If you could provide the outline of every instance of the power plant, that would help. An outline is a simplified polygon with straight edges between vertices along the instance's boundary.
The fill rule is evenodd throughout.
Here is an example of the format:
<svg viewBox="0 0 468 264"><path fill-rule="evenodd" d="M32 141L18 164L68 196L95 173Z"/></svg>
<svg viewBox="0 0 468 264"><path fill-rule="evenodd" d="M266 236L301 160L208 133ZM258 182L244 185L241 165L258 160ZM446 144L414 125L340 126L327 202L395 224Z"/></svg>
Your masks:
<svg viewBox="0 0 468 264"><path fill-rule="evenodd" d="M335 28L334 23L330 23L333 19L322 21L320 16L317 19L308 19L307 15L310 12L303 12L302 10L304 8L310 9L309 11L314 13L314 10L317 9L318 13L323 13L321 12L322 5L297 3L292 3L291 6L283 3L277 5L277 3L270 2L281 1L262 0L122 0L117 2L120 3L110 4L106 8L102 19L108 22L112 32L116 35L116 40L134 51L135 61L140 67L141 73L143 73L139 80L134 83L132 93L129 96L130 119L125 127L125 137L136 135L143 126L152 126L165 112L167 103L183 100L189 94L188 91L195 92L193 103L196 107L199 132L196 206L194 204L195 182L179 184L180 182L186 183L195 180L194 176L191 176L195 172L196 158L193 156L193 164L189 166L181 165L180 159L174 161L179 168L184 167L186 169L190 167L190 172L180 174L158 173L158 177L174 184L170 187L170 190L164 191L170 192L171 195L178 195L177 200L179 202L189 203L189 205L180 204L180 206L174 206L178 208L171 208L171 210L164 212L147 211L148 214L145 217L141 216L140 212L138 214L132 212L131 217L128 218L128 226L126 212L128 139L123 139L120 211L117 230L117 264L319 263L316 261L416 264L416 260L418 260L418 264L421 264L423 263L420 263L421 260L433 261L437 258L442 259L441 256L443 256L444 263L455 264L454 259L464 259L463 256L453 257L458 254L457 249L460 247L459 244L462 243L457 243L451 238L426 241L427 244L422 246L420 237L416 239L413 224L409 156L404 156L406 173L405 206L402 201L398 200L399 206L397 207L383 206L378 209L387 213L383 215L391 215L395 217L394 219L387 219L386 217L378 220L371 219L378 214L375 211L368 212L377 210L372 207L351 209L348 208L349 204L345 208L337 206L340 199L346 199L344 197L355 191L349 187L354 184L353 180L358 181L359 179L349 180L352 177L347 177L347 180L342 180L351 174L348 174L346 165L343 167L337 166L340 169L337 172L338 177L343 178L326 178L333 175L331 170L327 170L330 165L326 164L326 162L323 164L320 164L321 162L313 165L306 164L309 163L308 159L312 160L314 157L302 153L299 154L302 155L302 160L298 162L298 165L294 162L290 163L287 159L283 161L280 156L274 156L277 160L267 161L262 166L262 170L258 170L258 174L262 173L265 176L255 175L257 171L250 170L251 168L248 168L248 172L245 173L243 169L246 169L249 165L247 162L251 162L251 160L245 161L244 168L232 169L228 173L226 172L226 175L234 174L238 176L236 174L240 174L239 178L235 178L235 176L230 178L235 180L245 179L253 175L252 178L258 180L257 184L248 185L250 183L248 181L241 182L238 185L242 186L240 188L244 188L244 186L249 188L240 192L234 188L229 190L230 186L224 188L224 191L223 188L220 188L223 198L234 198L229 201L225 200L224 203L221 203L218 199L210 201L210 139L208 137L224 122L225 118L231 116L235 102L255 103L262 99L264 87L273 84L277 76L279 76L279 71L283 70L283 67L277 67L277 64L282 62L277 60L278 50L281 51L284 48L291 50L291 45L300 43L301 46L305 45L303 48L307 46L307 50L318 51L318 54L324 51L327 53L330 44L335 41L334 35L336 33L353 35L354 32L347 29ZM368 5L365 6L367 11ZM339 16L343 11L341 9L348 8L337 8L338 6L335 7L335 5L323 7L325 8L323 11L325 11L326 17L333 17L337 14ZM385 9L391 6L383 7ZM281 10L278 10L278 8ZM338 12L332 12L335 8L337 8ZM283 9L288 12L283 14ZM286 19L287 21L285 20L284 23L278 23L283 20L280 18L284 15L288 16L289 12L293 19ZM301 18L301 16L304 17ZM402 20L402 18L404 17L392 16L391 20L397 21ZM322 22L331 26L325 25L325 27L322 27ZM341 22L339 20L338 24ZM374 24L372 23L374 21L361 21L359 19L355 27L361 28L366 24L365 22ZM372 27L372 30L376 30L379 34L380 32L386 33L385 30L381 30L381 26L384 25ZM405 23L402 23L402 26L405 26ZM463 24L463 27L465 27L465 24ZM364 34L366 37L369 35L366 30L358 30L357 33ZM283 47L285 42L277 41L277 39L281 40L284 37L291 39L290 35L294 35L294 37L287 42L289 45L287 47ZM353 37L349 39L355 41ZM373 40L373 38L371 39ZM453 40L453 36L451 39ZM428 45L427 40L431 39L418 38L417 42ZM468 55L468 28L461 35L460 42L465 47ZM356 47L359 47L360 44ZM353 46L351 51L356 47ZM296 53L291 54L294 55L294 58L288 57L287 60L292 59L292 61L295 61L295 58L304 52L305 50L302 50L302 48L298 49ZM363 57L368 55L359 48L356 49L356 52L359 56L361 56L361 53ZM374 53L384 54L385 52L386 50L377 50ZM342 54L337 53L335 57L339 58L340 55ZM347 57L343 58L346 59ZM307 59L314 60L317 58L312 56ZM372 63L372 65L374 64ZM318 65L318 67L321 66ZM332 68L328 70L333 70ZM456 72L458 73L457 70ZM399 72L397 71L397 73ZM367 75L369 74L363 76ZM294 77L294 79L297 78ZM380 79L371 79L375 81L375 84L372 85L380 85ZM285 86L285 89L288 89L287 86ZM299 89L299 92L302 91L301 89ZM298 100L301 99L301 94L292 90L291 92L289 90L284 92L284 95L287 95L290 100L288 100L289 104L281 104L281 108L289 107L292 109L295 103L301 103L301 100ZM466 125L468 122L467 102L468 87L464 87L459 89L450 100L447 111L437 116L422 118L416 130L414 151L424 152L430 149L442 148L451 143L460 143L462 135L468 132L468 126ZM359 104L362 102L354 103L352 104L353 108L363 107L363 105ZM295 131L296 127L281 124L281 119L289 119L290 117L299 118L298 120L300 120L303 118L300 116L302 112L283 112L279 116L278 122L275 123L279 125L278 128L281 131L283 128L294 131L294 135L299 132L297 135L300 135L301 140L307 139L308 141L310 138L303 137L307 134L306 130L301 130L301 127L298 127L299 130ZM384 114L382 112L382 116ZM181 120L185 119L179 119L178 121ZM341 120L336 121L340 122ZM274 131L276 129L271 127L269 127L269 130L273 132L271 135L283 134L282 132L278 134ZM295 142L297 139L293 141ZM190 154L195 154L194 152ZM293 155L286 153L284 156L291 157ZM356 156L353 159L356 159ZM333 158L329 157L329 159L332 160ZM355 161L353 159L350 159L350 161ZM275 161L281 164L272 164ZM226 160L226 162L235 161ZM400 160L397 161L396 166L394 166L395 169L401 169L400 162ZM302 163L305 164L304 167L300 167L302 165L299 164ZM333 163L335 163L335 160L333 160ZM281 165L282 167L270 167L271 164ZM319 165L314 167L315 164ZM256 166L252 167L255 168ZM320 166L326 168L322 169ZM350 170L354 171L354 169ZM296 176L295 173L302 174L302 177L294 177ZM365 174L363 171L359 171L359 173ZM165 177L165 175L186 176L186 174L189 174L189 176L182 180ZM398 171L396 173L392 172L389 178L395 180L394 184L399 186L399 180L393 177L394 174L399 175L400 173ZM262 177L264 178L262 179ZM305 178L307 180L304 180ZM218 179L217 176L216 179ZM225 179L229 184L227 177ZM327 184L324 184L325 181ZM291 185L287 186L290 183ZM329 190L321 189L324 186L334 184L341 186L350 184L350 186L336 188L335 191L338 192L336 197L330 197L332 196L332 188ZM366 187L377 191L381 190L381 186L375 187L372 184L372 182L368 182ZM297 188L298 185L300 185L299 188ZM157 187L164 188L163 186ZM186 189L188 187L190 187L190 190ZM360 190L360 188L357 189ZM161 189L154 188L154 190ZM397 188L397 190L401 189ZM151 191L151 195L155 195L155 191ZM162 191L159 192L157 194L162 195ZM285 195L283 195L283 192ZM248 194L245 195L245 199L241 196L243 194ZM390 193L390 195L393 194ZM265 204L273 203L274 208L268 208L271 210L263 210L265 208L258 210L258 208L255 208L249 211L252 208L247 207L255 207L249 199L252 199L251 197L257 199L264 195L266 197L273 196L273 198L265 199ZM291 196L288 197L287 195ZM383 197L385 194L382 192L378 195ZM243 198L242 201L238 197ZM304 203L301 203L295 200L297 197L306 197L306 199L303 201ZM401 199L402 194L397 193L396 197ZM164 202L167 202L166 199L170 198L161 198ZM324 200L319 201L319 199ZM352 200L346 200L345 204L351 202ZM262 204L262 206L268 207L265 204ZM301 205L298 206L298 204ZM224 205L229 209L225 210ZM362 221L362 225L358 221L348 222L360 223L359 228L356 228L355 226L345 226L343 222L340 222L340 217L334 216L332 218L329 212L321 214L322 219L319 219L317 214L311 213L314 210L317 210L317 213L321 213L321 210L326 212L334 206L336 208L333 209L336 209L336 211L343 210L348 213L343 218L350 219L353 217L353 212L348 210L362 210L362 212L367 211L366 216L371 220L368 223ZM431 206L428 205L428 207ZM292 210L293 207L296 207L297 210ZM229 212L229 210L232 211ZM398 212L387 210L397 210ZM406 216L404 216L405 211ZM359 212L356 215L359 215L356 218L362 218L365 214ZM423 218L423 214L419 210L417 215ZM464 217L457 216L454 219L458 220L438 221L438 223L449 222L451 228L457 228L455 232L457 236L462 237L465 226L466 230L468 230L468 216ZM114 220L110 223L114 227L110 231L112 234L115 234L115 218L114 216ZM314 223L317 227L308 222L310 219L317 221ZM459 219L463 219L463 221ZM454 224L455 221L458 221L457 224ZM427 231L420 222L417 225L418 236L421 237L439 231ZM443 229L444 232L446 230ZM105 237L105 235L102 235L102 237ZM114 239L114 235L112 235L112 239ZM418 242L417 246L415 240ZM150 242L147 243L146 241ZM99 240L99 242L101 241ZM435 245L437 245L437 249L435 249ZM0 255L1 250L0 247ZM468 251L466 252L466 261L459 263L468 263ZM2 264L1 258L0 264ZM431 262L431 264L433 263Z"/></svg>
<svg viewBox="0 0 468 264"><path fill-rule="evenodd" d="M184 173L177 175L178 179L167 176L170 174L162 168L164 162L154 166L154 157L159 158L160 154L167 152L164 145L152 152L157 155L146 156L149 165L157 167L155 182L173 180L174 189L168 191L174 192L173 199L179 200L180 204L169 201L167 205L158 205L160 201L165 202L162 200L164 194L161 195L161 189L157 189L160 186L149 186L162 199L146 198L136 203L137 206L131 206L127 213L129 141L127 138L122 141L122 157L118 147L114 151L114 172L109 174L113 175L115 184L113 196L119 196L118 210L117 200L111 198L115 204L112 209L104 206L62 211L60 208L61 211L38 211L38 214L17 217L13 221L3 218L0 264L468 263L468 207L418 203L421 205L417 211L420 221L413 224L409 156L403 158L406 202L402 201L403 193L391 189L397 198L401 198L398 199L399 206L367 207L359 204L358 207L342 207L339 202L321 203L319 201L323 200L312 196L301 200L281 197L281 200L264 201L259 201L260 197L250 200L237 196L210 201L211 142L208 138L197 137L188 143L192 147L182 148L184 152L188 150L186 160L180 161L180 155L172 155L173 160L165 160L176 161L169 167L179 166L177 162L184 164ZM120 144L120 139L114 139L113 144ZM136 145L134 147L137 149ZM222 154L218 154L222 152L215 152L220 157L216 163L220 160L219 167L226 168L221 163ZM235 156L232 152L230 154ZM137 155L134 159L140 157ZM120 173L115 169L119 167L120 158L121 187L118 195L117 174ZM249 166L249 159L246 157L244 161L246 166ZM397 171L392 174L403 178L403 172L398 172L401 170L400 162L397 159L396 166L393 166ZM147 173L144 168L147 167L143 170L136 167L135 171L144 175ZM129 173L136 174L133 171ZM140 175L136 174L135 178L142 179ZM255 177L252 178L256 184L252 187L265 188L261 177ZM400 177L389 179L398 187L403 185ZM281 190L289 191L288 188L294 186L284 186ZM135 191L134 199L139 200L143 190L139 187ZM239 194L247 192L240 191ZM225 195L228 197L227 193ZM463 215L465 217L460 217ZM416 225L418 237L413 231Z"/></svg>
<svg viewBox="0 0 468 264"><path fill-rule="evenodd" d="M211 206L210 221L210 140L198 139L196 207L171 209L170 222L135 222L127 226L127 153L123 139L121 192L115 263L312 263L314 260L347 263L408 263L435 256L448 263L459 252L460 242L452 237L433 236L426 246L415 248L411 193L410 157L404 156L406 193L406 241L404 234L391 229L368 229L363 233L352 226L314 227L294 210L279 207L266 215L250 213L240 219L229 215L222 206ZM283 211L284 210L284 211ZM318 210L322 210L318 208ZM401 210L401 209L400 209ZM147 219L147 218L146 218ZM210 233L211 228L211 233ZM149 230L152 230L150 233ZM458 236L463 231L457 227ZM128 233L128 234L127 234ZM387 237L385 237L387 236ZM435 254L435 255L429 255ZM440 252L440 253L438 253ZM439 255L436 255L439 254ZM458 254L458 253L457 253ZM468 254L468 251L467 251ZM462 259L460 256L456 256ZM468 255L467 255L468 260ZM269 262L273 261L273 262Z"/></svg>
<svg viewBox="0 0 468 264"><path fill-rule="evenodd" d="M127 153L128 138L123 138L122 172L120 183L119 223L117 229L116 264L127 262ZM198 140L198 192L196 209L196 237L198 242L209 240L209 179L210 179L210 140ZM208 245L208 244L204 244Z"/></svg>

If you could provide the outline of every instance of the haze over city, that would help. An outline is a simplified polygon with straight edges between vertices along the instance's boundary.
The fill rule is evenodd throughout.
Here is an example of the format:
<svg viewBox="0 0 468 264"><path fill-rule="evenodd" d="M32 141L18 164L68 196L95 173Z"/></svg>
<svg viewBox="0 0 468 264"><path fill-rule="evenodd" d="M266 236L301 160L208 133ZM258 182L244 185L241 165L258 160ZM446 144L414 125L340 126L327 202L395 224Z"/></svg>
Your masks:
***
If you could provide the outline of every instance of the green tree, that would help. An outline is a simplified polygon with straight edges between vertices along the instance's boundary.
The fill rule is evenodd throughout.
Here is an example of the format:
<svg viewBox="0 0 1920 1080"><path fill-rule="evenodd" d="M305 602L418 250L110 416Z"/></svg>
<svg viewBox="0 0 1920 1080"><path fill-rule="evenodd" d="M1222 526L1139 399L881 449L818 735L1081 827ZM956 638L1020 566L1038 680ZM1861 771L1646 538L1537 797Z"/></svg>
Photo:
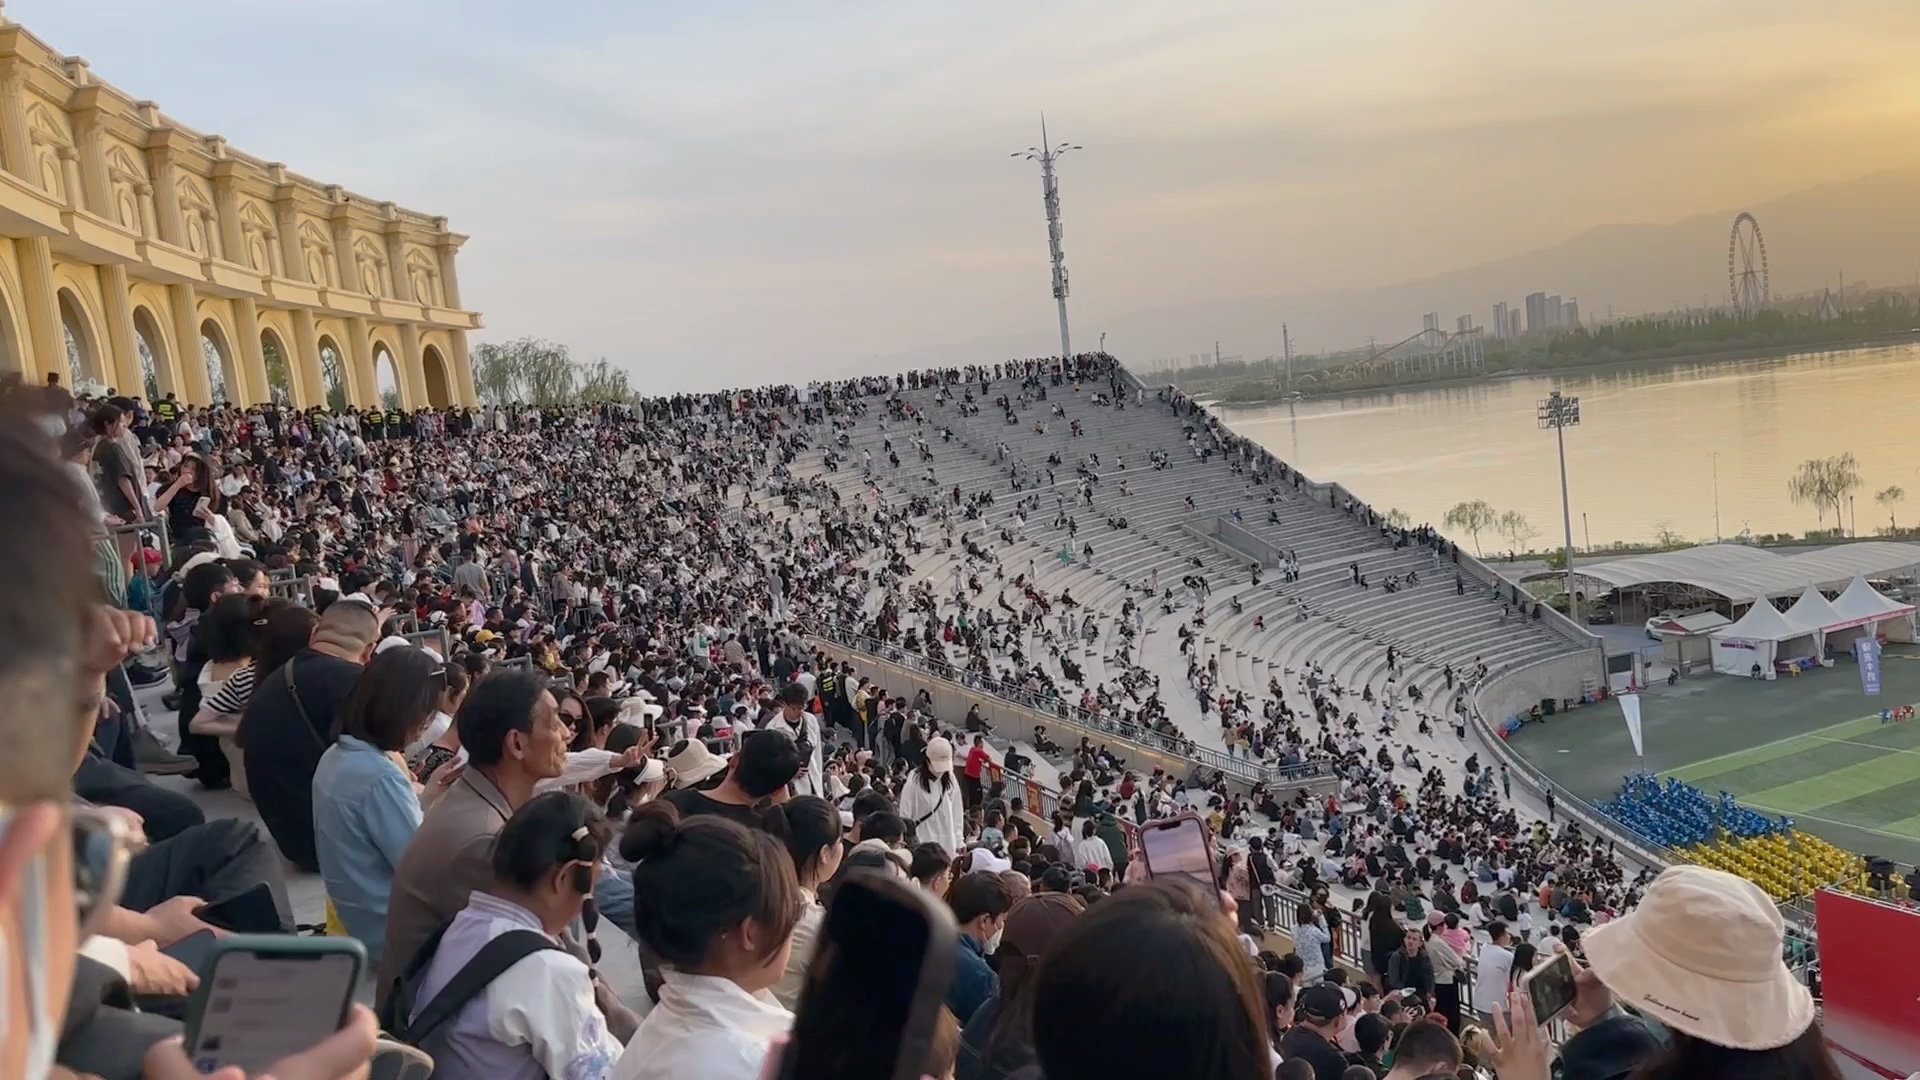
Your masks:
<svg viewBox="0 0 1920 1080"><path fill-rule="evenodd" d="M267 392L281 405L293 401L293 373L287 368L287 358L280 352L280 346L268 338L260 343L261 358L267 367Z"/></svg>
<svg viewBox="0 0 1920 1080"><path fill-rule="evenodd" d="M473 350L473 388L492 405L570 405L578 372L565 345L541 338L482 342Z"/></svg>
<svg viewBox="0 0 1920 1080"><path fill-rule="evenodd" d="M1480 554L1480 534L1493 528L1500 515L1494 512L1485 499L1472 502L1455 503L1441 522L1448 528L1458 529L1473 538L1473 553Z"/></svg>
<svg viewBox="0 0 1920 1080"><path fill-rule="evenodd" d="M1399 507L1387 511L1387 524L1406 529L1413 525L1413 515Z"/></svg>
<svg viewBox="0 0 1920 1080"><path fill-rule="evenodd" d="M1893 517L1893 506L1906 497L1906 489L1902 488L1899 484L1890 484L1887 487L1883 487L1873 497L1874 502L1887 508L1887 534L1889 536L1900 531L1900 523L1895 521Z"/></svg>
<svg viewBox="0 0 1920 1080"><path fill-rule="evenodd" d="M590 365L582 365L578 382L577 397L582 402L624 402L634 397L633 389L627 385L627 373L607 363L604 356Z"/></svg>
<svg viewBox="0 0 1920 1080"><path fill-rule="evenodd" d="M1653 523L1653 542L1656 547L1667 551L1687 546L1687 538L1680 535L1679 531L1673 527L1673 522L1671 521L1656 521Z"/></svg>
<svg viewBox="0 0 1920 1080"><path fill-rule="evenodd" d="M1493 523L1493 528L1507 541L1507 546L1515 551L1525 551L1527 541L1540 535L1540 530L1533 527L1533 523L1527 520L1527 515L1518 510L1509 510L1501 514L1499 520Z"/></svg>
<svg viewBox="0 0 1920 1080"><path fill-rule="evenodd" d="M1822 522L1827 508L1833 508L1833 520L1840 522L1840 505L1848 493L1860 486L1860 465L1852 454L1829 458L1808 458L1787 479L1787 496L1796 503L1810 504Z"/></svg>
***
* ASSIGNED TASK
Supply the number of lines above that contain the word "provide", and nothing else.

* ANSWER FOR THE TASK
3